WHAT THE EXERCISE ASKS: In the text about the dyer Mishnah in Bava Kamma, which name do the manuscripts give where the printings have Rabba bar bar Channa?

TEXT PROVIDED:
..........

A Mishnah (Bava Kamma 100b) discussed a dyer who damaged wool given to him to dye. If the wool was entirely destroyed by the cauldron, he pays the full value. If he dyed it unattractively (כָּאוּר) then the wool-owner pays the dyer the minimum of the dyer’s expenses and the value of the wool’s enhancement.
What does כָּאוּר mean? In the Gemara (100b-101a) Rav Nachman cites Rabba bar bar Channa that it is כַּלְבּוֹס. And, the Gemara asks, what is כַּלְבּוֹס? Rabba bar Shmuel said כַּפְרָא דּוּדֵי, which Rashi explains as the sediments of dye in the cauldron from a previous dyeing, which he used to dye this new wool.
Prior to any analysis of the content, we should ensure we have the right people named. Rav Nachman bar Yaakov, a Babylonian third-generation Amora, citing an Israeli contemporary, should raise red flags. We’d instead expect him to cite his primary teacher, Rabba bar Avuah, a second-generation Babylonian Amora. Indeed, while printings (Vilna, Soncino, Venice) make this mistake, the manuscripts (Hamburg 165, Munich 95, Escorial, Bar Ilan 170, Oxford: Heb. b. 10/29–36) all have Rabba bar Avuah. So too, when the Aruch (entry כַּלְבּוֹס) quotes the Gemara, it’s Rabba bar Avuah. Similarly, the Aruch and many manuscripts1 have Rav Pappa bar Shmuel, not Rava bar Shmuel.
Rava / Rav Pappa bar Shmuel
Rava / Rabba bar Shmuel is a third-generation Amora, a reciter of braytot in the days of Rav Chisda and Rav Sheshet. Sefer Yuchsin claims he’s the son of the famous Shmuel; Rav Hyman argues there’s no evidence of this.
Rabba bar Shmuel translates certain technical terms. Thus, in Bava Metzia 20b, Rabba bar bar Chana defines the Mishnah’s chafisa as a small flask; Rabba bar Shmuel defines the Mishnah’s deluskema as a container used by the elderly. In Berachot 35b, he defines anigeron as water in which beets were boiled and ansigeron as water in which other vegetables were boiled. Perhaps importantly, in Moed Katan 10a, after the Mishnah said that a craftsman making stitches on Chol Hamoed may only מַכְלִיב, Rabbi Yochanan defines it as skipping the middle stitch, while Rabba bar bar Shmuel says שִׁינֵּי כַלְבְּתָא, like the teeth of a dog, meaning not in a straight line. There, I don’t see any manuscripts with Rav Pappa bar Shmuel. But it is a definition of a כלב word describing a craftsman performing poor work.

..........

[Point labeling records]
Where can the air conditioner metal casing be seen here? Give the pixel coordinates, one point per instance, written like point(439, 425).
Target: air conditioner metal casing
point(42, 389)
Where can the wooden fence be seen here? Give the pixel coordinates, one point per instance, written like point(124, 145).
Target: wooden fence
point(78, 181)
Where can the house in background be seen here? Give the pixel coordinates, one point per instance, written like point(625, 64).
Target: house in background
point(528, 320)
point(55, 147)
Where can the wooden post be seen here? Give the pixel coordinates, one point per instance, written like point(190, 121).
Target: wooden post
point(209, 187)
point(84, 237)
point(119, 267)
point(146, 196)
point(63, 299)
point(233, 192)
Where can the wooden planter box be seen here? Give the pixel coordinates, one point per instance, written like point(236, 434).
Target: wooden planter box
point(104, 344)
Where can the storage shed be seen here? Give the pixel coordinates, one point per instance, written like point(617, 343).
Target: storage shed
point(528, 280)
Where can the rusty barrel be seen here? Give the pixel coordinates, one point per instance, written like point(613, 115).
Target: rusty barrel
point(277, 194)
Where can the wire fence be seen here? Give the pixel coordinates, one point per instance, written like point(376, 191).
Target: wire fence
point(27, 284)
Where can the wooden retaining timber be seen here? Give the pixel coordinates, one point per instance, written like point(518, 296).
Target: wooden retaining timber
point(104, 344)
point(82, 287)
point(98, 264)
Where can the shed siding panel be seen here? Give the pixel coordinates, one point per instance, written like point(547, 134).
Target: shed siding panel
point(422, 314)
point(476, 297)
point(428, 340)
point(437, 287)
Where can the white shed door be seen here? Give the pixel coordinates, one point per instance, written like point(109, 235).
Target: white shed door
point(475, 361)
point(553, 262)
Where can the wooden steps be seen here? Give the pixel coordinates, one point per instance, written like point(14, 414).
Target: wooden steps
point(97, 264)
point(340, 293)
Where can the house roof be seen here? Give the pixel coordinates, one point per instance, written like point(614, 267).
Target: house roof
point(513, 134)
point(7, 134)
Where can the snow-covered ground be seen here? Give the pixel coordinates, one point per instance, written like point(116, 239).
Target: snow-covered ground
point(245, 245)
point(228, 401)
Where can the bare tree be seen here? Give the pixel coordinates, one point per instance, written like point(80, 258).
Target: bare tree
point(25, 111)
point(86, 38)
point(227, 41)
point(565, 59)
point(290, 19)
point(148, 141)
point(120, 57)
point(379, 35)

..........

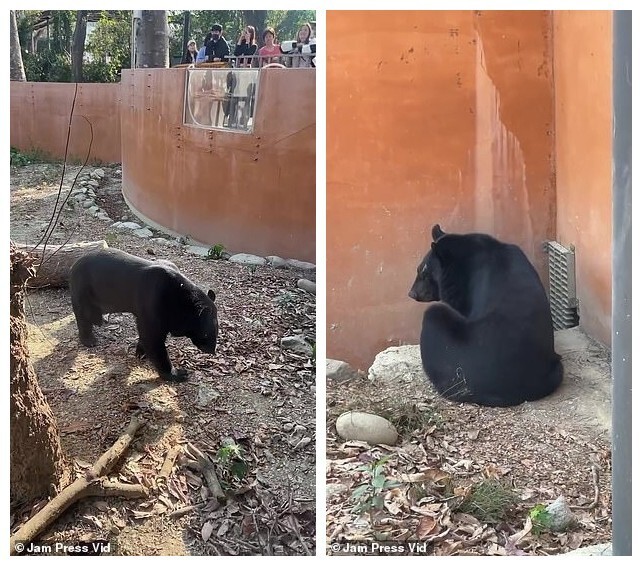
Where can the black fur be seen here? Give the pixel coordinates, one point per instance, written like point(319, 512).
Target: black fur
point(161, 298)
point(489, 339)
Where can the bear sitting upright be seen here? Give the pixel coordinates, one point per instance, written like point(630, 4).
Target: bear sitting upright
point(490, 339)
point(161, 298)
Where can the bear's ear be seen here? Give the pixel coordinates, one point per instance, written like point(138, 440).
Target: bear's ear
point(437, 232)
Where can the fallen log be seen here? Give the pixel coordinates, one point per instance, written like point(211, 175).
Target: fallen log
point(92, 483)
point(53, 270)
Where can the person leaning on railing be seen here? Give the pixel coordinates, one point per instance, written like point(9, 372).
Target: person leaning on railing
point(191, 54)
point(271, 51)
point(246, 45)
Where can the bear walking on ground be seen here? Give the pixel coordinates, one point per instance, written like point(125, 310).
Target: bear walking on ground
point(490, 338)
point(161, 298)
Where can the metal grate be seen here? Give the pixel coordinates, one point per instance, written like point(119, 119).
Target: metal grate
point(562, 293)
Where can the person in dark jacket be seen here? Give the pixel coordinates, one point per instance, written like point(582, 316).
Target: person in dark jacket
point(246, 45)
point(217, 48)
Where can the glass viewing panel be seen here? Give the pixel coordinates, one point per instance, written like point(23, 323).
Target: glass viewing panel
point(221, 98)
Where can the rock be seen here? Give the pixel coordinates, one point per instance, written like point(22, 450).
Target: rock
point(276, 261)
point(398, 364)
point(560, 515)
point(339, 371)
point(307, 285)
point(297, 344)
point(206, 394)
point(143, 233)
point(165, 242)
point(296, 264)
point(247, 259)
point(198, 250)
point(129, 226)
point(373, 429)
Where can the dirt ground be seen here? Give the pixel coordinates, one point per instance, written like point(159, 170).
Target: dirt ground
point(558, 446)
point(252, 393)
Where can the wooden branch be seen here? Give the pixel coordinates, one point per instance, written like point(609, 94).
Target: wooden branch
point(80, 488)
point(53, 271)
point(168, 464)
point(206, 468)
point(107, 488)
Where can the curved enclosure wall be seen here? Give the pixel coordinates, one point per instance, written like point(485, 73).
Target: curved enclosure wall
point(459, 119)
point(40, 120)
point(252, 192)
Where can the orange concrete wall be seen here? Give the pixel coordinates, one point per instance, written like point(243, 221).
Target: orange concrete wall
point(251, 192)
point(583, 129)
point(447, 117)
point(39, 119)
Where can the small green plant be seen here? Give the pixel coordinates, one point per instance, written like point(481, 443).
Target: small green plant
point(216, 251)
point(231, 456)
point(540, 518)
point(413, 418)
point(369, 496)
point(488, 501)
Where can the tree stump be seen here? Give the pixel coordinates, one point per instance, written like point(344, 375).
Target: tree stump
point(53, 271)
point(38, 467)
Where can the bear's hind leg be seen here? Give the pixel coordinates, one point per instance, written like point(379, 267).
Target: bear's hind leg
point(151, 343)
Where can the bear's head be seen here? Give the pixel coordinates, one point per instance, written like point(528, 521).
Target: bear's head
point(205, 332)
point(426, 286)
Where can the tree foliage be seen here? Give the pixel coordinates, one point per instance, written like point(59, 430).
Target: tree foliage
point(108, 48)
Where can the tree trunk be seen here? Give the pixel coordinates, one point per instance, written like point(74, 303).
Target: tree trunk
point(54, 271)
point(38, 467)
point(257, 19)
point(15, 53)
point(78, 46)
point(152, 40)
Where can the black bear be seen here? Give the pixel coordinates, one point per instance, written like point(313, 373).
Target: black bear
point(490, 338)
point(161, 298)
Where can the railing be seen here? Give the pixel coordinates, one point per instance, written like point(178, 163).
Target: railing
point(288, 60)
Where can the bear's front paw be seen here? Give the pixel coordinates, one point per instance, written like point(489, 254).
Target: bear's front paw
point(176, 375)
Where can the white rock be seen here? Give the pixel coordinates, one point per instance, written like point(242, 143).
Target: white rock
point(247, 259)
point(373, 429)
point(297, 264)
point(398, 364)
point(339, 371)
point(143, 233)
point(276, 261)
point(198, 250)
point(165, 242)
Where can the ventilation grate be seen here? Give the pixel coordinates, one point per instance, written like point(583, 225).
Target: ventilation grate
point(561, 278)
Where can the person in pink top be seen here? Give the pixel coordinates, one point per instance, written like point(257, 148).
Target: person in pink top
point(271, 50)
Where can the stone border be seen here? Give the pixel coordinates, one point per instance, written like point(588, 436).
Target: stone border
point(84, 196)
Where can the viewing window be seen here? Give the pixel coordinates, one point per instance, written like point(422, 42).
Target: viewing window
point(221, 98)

..........

ANSWER BELOW: Rabba bar Avuah